→ TASK DETAILS:
Collect every line below that contains the word "trim".

→ LISTED ENTRIES:
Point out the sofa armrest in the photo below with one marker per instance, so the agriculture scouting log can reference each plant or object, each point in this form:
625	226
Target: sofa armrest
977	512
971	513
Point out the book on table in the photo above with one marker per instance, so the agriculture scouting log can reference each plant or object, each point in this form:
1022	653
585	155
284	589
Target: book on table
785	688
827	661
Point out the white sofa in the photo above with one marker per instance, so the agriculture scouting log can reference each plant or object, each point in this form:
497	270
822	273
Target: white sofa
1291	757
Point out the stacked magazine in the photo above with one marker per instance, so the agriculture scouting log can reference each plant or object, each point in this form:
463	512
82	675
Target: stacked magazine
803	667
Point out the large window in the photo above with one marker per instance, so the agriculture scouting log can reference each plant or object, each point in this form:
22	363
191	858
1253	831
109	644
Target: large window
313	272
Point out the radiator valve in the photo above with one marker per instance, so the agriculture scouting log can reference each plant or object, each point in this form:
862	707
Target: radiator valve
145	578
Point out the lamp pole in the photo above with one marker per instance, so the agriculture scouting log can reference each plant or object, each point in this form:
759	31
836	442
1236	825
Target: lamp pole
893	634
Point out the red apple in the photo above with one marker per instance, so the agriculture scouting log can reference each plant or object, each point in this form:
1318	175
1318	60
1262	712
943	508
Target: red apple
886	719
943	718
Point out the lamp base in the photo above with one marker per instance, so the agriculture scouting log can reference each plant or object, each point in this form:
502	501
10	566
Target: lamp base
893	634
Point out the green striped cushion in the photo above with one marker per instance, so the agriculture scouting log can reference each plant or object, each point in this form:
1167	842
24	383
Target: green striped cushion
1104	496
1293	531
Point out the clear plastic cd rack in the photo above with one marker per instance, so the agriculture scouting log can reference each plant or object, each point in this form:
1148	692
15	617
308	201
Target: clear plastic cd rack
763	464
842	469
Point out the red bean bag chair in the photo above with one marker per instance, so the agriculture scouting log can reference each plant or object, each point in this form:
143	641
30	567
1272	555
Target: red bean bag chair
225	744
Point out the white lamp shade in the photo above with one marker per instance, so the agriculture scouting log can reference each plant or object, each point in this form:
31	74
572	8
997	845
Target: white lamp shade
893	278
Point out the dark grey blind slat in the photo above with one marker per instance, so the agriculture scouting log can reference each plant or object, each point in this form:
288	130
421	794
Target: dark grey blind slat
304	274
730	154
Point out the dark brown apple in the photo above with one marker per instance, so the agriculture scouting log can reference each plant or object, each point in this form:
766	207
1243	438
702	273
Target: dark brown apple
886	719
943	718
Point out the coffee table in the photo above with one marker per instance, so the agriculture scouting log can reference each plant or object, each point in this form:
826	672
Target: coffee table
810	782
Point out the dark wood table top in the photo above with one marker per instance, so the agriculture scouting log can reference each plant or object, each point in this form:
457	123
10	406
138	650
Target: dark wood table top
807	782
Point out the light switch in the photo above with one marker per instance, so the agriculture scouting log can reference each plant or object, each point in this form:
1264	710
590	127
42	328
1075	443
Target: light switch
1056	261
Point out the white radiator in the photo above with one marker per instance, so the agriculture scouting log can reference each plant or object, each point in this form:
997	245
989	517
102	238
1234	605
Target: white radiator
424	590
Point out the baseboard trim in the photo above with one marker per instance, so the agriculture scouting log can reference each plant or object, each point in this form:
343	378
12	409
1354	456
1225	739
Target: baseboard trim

→ COMPLETED EXERCISE:
Point out the baseboard trim in the photo above with one marker per instance, so the agriculture scouting log can reference each plant or object, each point in this form:
Target: baseboard trim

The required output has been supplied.